* [Records for the exercise]
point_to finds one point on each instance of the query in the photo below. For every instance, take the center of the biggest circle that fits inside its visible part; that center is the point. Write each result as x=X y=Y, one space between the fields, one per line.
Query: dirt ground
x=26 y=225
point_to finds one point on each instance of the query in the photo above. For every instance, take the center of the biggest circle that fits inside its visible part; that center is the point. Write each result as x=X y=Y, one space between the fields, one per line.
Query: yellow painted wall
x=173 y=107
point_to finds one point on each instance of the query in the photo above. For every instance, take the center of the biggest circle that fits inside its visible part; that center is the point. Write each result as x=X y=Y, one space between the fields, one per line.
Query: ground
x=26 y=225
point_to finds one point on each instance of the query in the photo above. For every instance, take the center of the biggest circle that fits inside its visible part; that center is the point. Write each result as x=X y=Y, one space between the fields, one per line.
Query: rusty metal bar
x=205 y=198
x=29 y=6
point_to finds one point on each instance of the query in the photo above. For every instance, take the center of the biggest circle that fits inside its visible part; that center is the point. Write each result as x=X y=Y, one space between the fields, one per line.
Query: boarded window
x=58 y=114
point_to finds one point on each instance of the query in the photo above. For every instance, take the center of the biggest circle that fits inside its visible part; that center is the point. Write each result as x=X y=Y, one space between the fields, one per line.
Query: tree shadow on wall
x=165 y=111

--

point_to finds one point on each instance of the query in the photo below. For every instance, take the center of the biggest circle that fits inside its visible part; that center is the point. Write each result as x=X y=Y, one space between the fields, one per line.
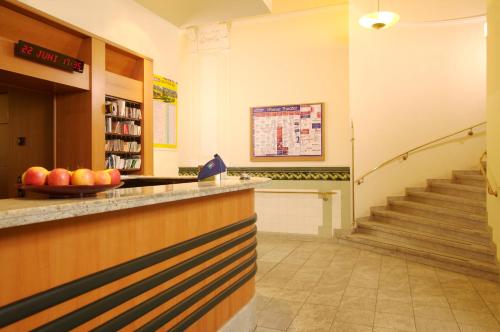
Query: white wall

* [Short exercise]
Copy each row above that contains the word "wall". Uppercase and lowercase letters must match.

* [Exercise solution]
Query: yellow painted wall
Query: tree shadow on wall
Query: white wall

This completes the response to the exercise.